╭──

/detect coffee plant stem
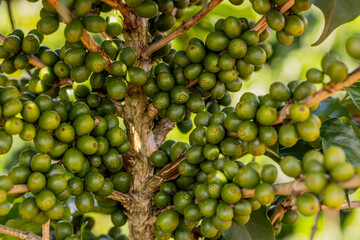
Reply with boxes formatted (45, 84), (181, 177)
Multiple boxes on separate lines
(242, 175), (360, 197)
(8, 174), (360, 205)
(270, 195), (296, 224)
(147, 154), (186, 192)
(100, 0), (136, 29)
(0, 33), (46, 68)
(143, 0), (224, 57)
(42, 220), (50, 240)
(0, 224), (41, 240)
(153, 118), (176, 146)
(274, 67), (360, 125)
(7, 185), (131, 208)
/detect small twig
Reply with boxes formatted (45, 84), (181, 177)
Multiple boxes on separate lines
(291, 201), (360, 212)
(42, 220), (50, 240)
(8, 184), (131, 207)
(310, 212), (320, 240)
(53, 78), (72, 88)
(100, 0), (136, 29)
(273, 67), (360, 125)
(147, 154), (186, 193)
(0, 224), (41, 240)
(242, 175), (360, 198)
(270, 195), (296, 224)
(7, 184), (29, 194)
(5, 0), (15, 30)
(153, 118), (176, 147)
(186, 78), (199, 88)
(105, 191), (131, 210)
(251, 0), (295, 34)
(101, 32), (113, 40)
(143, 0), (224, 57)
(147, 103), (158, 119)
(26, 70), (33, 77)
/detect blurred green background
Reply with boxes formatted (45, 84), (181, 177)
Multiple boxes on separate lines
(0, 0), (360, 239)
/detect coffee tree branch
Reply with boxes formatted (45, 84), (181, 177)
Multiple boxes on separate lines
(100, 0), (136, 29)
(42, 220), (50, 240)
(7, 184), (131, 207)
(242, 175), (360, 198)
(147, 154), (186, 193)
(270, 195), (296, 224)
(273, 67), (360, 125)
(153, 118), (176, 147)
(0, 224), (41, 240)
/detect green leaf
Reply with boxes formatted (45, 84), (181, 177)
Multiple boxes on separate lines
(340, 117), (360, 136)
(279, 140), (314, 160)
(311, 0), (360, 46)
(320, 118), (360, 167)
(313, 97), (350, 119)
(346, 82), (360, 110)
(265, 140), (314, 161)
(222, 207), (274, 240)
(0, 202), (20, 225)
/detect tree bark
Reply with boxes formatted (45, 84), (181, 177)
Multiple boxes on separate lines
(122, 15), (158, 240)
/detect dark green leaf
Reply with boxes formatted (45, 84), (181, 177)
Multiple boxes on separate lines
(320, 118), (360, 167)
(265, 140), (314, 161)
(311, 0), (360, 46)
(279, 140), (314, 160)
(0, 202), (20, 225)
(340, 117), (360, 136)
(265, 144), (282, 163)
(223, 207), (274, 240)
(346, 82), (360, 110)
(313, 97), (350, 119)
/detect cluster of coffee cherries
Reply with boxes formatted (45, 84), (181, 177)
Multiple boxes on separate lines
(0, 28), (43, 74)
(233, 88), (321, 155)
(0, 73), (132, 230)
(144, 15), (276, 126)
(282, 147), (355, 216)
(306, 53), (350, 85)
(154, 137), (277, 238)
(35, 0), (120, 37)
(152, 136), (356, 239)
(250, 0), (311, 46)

╰──

■ Your objective: Repeat the listing exactly; do not print any picture.

■ Exercise answer:
/detect coffee plant stem
Reply with boxes formatted (45, 84), (181, 177)
Multiple boxes on separate lines
(242, 175), (360, 197)
(8, 174), (360, 205)
(270, 195), (296, 224)
(147, 154), (186, 192)
(100, 0), (136, 29)
(0, 33), (46, 68)
(143, 0), (224, 57)
(42, 220), (50, 240)
(0, 224), (41, 240)
(153, 118), (176, 146)
(274, 67), (360, 125)
(7, 185), (131, 208)
/detect small twig
Reply with boxes formatted (45, 84), (181, 177)
Multiple boxes on separate lines
(291, 201), (360, 212)
(42, 220), (50, 240)
(8, 184), (131, 207)
(310, 212), (320, 240)
(53, 78), (72, 88)
(100, 0), (136, 29)
(273, 67), (360, 125)
(147, 154), (186, 193)
(0, 224), (41, 240)
(242, 175), (360, 198)
(270, 195), (296, 224)
(7, 184), (29, 194)
(5, 0), (15, 30)
(153, 118), (176, 147)
(186, 78), (199, 88)
(105, 191), (131, 210)
(251, 0), (295, 34)
(101, 32), (113, 40)
(143, 0), (224, 57)
(147, 103), (158, 119)
(26, 70), (33, 77)
/detect blurred green background
Reply with boxes formatted (45, 84), (181, 177)
Multiple boxes on separate lines
(0, 0), (360, 239)
/detect coffee tree branch
Reply with boxes formatted (45, 84), (181, 177)
Multiple boxes on separate lines
(100, 0), (136, 29)
(42, 220), (50, 240)
(7, 184), (131, 207)
(242, 175), (360, 198)
(147, 154), (186, 193)
(270, 195), (296, 224)
(273, 67), (360, 125)
(153, 118), (176, 147)
(0, 224), (41, 240)
/detect green leaf
Reply with boxes formatted (45, 84), (181, 177)
Multiple boxes on separate lines
(340, 117), (360, 136)
(279, 140), (314, 160)
(311, 0), (360, 46)
(320, 118), (360, 167)
(313, 97), (350, 119)
(346, 82), (360, 110)
(265, 140), (314, 161)
(222, 207), (274, 240)
(0, 202), (20, 225)
/detect tree bark
Reply with boxes formatted (45, 84), (181, 177)
Multiple boxes on separate lines
(122, 15), (158, 240)
/detect dark green leaf
Reply with boxes formatted (45, 84), (181, 177)
Multiple boxes on separate lines
(320, 118), (360, 167)
(265, 140), (314, 161)
(311, 0), (360, 46)
(279, 140), (314, 160)
(0, 202), (20, 225)
(340, 117), (360, 136)
(265, 144), (282, 163)
(223, 207), (274, 240)
(346, 82), (360, 110)
(313, 97), (350, 119)
/detect cluster of coffee cherries
Reply with boxes formatted (45, 84), (181, 177)
Multiple boxes on separate lines
(0, 28), (43, 74)
(233, 88), (321, 155)
(0, 73), (132, 230)
(144, 15), (276, 126)
(282, 147), (355, 216)
(306, 53), (350, 85)
(154, 137), (277, 238)
(35, 0), (120, 37)
(152, 136), (356, 239)
(250, 0), (311, 46)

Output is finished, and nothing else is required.